┌─ Textauszug

Hier und da musste ER doch Platz machen, um den neuen Projekten Plätze zu sichern, die die Präsidialadministration scheinbar unterstützt hatte – „Neue Leute“, „Für die Wahrheit!“ und „Grüne Alternative“. Diese Parteien können nun, ohne die Sammlung von Unterschriften Kandidaten für die Staatsduma aufstellen. 

Somit wurde eine der Aufgaben, die sich das föderale Zentrum für den diesjährigen EAT gestellt hatte, erfolgreich gelöst. Bei dieser Troika handelt es sich erstens um universelle Spoiler für die gegenwärtigen Parlamentsparteien KPRF, LDPR und „Gerechtes Russland“. Zweitens sind die neuen Politstrukturen nicht mehr als hübsche, dennoch aber auch mit einem Markennamen versehene Verpackungen, um beliebige Kandidaten in die Staatsduma zu bringen. Kurz gesagt: Auf dem Alten Platz (Platz in Moskau, an dem sich die Präsidialadministration befindet – Anmerkung der Redaktion) hat man offensichtlich bereits Sekt getrunken.

└─
┌─ Datenauszüge

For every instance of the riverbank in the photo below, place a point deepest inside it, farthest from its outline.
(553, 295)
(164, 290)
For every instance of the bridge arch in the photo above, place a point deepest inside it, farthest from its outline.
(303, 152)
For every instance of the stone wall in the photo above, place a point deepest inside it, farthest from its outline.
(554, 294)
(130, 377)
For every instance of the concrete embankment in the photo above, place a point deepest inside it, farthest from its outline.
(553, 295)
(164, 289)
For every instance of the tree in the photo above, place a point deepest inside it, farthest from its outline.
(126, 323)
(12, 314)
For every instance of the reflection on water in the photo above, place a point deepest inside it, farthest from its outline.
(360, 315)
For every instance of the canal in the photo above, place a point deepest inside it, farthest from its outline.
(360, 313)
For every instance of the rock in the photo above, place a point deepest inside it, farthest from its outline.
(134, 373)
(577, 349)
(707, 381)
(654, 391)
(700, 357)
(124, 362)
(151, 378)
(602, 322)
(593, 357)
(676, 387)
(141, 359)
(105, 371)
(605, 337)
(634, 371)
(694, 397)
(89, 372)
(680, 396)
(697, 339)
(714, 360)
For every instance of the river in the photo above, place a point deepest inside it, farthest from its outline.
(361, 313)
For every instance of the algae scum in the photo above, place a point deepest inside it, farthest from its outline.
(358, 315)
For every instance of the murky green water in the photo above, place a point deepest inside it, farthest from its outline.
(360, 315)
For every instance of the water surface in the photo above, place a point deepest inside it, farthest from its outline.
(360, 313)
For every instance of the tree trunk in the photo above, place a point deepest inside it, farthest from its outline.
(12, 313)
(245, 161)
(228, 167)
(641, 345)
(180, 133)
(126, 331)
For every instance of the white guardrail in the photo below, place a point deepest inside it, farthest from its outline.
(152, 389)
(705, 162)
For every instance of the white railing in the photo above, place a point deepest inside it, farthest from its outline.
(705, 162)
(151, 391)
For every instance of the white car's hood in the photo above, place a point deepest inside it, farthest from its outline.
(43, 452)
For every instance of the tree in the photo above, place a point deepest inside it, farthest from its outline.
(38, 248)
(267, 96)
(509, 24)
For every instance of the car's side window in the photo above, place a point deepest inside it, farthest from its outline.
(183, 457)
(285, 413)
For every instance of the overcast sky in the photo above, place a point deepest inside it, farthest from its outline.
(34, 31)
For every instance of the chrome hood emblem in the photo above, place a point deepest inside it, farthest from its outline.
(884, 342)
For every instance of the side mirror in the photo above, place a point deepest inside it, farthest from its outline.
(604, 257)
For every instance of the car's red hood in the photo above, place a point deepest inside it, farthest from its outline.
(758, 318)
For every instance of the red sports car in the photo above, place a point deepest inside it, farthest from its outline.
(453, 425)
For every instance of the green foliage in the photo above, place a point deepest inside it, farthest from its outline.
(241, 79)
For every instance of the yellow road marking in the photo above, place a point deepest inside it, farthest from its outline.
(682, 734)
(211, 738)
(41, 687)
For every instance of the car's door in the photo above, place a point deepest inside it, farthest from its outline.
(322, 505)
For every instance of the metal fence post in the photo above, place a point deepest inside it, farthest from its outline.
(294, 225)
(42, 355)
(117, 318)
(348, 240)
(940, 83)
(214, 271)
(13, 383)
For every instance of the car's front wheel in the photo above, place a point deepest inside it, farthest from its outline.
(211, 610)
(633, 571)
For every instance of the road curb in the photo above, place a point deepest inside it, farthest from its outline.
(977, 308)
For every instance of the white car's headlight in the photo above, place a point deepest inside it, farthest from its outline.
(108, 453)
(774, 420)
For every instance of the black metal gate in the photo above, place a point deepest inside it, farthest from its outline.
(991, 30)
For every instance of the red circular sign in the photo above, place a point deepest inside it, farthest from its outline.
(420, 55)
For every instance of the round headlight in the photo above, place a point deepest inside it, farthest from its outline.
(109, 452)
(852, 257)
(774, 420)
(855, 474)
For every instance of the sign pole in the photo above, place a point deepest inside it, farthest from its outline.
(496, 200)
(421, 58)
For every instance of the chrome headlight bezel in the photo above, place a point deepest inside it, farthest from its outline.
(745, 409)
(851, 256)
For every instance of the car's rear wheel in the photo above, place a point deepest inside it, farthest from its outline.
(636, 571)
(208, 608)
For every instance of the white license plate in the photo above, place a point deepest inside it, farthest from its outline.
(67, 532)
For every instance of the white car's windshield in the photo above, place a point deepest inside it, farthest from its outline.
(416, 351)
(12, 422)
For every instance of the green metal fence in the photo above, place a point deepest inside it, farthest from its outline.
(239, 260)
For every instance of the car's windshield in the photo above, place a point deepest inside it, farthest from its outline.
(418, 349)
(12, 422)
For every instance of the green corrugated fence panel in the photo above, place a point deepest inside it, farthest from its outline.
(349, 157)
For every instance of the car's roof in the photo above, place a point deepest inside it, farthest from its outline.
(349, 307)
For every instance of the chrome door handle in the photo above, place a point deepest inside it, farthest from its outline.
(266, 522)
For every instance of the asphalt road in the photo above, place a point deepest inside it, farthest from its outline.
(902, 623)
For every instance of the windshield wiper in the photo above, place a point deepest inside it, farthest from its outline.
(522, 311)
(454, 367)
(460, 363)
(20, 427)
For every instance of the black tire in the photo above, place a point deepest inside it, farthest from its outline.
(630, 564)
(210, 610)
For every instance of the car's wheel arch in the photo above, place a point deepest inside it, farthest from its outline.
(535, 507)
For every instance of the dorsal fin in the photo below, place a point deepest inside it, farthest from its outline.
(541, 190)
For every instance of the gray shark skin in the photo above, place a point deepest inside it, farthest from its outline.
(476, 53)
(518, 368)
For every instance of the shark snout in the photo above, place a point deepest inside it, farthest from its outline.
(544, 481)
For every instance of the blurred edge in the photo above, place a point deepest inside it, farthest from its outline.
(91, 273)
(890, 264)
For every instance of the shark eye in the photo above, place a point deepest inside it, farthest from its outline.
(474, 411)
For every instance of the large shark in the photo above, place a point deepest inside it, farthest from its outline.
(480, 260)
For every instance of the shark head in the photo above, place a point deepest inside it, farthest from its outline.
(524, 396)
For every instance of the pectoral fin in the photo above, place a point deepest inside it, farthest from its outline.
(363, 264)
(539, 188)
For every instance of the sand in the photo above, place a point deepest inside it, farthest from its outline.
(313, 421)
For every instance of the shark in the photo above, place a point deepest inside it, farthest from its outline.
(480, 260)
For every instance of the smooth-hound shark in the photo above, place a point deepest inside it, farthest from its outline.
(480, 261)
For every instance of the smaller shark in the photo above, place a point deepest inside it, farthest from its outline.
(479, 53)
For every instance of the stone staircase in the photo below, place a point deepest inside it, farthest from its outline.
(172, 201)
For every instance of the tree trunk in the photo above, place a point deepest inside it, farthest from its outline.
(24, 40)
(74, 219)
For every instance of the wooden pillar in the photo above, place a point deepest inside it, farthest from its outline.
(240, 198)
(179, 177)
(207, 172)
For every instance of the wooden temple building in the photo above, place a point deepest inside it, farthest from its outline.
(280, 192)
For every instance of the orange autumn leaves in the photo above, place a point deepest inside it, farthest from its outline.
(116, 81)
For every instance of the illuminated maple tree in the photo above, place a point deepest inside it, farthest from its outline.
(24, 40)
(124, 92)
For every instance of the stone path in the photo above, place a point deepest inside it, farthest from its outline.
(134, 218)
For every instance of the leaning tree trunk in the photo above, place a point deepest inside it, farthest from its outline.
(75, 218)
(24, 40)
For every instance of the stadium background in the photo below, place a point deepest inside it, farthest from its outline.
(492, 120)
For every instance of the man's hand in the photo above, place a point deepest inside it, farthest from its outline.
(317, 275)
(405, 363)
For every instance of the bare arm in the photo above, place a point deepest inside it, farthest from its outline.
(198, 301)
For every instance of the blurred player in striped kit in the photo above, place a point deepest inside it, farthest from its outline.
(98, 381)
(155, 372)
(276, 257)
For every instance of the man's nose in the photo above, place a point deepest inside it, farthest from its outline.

└─

Führen Sie den Text über die neuen Parteien vor der Staatsdumawahl im Anschluss an seinen letzten Satz weiter.

Lösung
Die Erfolge der Newcomer betrachtet man in ER an sich vom Prinzip her nicht als irgendeine eigene Niederlage, obgleich ein erheblicher Teil des durch sie gewonnenen Elektorats zweifellos der regierenden Partei hätte zufallen können. Allerdings vermochte die jedoch bei den Wahlen zu zeigen, dass sie außer diesem Ehrenstatus das Potenzial für eine politische Mobilisierung hat. Am Tag nach dem EAT erklangen von allen Gipfeln der Partei „Einiges Russland“ nur zufriedene Kommentare. Der Parteivorsitzende Dmitrij Medwedjew konstatierte beispielsweise noch in der Nacht einen flächendeckenden Erfolg. Freilich waren da entweder nicht alle Informationen zu ihm gedrungen oder es hatte sich irgendein Ausfall ereignet. Denn bis zum Morgen stellte sich heraus, dass nicht alle Siege vollkommene waren. Und vereinzelt war es auch zu Niederlagen gekommen.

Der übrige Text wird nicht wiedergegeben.